* _SELECTED EXTRACT_

Most times the Three Way Partition makes more changed than the first algorithm. Also if the array is sorted from the start, no changes give the first algorithm and 23 changes the Three Way Partition,

Report "Dutch Flag from Dijkstra"
const center=2
enum balls {Red, White, Blue}
fillarray=lambda a=(Red, White, Blue) (size as long=10)-> {
    if size<1 then size=1
    randomitem=lambda a->a#val(random(0,2))
    dim a(size)<<randomitem()
    =a()
}
Display$=lambda$ (s as array) ->{
    Document r$=eval$(array(s))
    if len(s)>1 then
    For i=1 to len(s)-1 {
        r$=", "+eval$(array(s,i))
    }
    end if
    =r$
}
TestSort$=lambda$ (s as array)-> {
    ="unsorted: "
    x=array(s)
    for i=1 to len(s)-1 {
        k=array(s,i)
        if x>k then break
        swap x, k
    }
    ="sorted: "
}
Positions=lambda mid=White (a as array) ->{
    m=len(a)
    dim Base 0, b(m)=-1
    low=-1
    high=m
    m--
    i=0
    medpos=stack
    link a to a()
    for i=m to 0 {
        if a(i)<=mid then exit
        high--
        b(high)=high
    }
    for i=0 to m {
        if a(i)>=mid then exit
        low++
        b(low)=low
    }
    if high-low>1 then
    for i=low+1 to high-1 {
        select case a(i)<=>Mid
        case -1
            low++ : b(low)=i
        case 1
        {
            high-- :b(high)=i
            if High<i then swap b(high), b(i)
        }
        else case
            stack medpos {data i}
        end select
    }
    end if
    if Len(medpos)>0 then
    dim c()
    c()=array(medpos)
    stock c(0) keep len(c()), b(low+1)
    for i=low+1 to high-1
           if b(i)>low and b(i)<high and b(i)<>i then swap b(b(i)), b(i)    
    next i
    end if
    if low>0  then
        for i=0 to low
            if b(i)<=low and b(i)<>i then swap b(b(i)), b(i)
        next 
    end if
    if High<m then
        for i=m to High
            if b(i)>=High and b(i)<>i then swap b(b(i)), b(i)
        next 
    end if
    =b()
}
InPlace=Lambda (&p(), &Final()) ->{
    def i=0, j=-1, k=-1, many=0
    for i=0 to len(p())-1
        if p(i)<>i then
            j=i
            z=final(j)
            do
                final(j)=final(p(j))
                k=j
                j=p(j)
                p(k)=k
                many++
            until j=i
            final(k)=z
        end if
    next
    =many
}


Dim final(), p(), second(), p1()
Rem final()=(White,Red,Blue,White,Red, Red, Blue)
Rem final()=(white, blue, red, blue, white)

final()=fillarray(30)
Print "Items: ";len(final())
Report TestSort$(final())+Display$(final())
\\ backup for final() for second example
second()=final()
p()=positions(final())
\\ backup p() to p1() for second example
p1()=p()


Report Center,  "InPlace"
rem Print p()   ' show array items
many=InPlace(&p(), &final())

* _TASKS FOR THIS EXERCISE_
1. Answer from the Dutch flag excerpt:
(a) How many changes does the Three Way Partition make when the array is sorted from the start?
(b) Which three values does the enum named balls list?
(c) What number is passed to fillarray when final() is filled?
2. Name every lambda that the Dutch flag excerpt assigns to a variable.
3. Write the next lines of the Dutch flag excerpt, starting after its final line.

* _DATA ROWS_
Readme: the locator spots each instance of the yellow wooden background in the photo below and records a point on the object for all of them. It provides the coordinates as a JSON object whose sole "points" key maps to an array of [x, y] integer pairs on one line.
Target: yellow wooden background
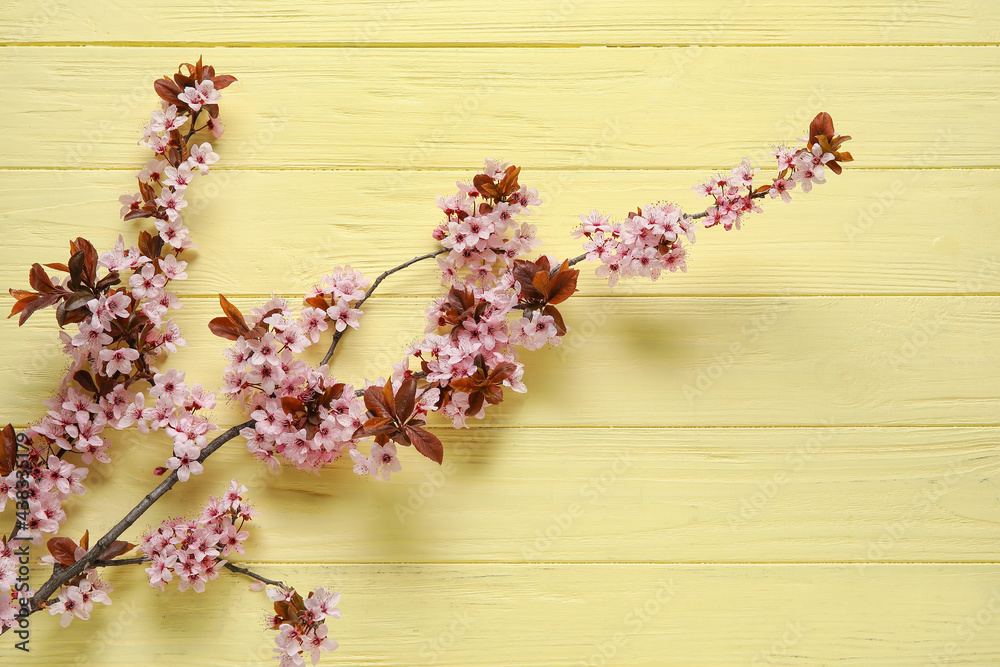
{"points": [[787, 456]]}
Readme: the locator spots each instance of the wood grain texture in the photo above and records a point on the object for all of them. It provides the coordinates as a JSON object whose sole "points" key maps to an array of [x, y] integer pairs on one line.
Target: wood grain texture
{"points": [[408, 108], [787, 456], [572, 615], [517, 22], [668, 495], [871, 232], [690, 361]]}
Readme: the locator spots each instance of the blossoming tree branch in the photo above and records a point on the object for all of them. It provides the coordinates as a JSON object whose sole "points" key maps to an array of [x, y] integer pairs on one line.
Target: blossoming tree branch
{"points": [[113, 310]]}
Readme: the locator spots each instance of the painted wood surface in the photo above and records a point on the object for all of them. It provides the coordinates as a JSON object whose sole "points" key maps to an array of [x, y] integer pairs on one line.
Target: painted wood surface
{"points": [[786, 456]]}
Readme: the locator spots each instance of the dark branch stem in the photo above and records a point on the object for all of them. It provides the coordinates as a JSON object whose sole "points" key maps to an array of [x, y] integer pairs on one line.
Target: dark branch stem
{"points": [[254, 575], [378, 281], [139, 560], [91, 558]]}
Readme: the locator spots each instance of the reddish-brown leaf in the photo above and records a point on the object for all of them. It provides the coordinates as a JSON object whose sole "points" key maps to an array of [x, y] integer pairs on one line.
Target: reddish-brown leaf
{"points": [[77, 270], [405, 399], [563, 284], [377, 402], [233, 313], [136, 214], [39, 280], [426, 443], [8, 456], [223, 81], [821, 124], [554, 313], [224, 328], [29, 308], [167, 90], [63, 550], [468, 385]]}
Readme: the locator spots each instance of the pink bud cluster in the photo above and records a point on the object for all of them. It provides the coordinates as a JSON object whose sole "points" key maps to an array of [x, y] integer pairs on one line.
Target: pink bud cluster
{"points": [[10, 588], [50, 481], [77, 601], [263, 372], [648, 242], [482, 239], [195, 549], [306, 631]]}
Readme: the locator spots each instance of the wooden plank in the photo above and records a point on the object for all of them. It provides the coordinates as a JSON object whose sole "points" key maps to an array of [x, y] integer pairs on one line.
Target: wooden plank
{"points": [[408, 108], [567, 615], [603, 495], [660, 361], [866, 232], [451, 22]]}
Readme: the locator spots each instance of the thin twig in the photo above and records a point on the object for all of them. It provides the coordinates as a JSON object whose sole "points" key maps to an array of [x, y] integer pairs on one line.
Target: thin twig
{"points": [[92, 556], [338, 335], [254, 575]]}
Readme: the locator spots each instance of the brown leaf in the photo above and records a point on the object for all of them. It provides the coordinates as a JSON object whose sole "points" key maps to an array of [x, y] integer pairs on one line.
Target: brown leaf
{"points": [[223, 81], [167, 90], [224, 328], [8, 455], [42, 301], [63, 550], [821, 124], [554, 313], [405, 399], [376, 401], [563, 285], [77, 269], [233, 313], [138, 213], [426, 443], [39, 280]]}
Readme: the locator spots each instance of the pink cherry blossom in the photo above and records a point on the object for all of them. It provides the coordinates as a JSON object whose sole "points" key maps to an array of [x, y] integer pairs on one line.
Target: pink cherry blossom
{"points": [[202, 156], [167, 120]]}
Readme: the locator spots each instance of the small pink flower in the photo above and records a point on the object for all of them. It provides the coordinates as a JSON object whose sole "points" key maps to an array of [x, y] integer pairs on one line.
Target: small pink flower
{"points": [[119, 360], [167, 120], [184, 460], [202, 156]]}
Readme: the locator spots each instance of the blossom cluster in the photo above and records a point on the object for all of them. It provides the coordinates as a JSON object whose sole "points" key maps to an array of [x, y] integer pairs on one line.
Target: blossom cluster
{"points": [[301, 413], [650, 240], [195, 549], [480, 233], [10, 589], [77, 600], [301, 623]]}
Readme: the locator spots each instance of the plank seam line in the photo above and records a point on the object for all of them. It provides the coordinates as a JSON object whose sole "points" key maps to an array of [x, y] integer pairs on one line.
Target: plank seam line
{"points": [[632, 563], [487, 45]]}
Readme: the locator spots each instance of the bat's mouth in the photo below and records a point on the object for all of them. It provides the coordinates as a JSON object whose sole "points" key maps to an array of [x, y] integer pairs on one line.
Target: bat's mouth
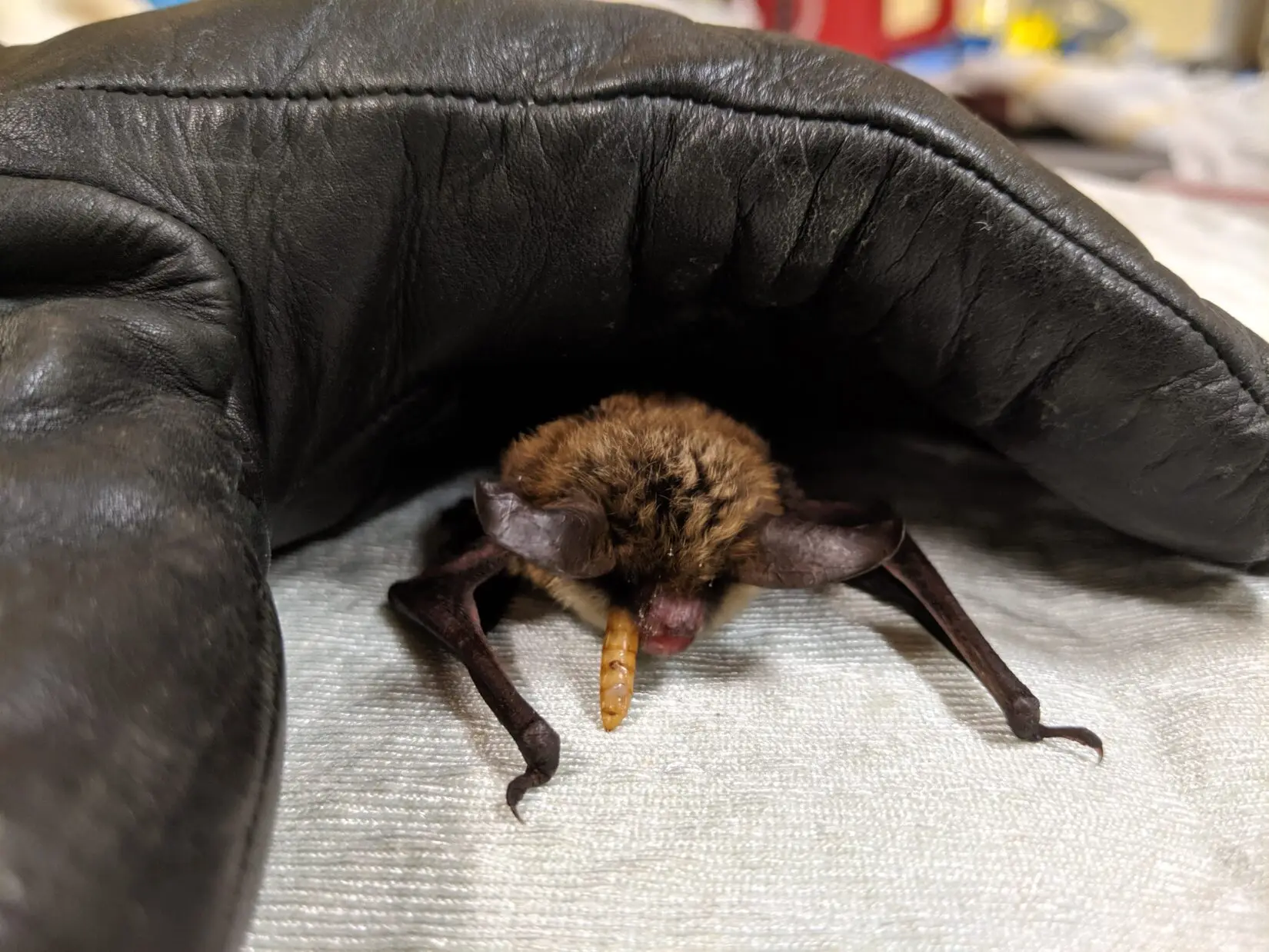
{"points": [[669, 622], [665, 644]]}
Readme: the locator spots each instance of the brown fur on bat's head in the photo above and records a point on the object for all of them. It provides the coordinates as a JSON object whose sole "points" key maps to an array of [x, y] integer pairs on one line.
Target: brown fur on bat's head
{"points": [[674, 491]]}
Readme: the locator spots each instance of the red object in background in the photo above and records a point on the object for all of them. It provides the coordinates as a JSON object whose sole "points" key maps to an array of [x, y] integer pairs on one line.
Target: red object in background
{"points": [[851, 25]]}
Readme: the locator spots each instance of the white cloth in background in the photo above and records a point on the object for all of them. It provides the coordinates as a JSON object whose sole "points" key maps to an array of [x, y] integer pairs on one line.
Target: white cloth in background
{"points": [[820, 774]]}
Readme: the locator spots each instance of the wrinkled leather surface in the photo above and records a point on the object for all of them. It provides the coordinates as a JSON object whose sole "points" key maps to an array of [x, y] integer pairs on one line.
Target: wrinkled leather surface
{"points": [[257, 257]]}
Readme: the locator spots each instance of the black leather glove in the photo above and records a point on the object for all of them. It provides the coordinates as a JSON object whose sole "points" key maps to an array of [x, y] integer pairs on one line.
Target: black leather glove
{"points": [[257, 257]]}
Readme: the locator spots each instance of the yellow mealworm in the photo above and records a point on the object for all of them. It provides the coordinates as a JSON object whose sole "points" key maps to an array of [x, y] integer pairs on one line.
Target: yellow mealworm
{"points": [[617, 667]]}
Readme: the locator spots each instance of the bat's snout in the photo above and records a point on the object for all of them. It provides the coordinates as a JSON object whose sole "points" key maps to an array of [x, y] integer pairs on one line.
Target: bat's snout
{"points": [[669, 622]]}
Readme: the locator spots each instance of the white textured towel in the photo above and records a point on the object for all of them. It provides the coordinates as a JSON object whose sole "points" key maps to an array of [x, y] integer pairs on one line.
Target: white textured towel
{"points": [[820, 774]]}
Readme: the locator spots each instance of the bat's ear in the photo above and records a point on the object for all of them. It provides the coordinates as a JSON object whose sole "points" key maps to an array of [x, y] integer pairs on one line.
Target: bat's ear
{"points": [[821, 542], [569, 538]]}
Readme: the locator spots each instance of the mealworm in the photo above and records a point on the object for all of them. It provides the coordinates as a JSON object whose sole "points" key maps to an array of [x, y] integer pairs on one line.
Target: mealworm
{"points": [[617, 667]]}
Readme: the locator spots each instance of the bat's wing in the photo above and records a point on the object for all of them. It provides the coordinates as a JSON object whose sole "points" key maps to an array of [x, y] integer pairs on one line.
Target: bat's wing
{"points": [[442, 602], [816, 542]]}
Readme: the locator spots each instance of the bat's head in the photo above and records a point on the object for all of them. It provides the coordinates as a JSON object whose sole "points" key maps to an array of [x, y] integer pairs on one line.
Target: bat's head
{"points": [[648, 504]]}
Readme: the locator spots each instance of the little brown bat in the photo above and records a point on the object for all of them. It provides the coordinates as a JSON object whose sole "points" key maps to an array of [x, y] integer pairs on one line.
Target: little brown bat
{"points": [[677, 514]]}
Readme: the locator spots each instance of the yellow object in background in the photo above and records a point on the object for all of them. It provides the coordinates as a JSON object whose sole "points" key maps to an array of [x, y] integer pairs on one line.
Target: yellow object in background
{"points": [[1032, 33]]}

* _TASK ANSWERS_
1.
(a) 23
(b) Red, White, Blue
(c) 30

2. fillarray, randomitem, Display$, TestSort$, Positions, InPlace

3.
rem print p()  ' show array items
Report TestSort$(final())+Display$(final())
print "changes: "; many


Report Center, "Using another array to make the changes"
final()=second()
\\ using a second array to place only the changes
item=each(p1())
many=0
While item {
    if item^=array(item) else final(item^)=second(array(item)) : many++
}
Report TestSort$(final())+Display$(final())
print "changes: "; many
Module three_way_partition (A as array, mid as balls, &swaps) {
    Def i, j, k
    k=Len(A)
    Link A to A()
    While j < k
        if A(j) < mid Then
            Swap A(i), A(j)
            swaps++
            i++
            j++
        Else.if A(j) > mid Then
            k--
            Swap A(j), A(k)
            swaps++
        Else
            j++
        End if
    End While
}
Many=0
Z=second()
Print
Report center, {Three Way Partition
}
Report TestSort$(Z)+Display$(Z)
three_way_partition Z, White, &many
Print
Report TestSort$(Z)+Display$(Z)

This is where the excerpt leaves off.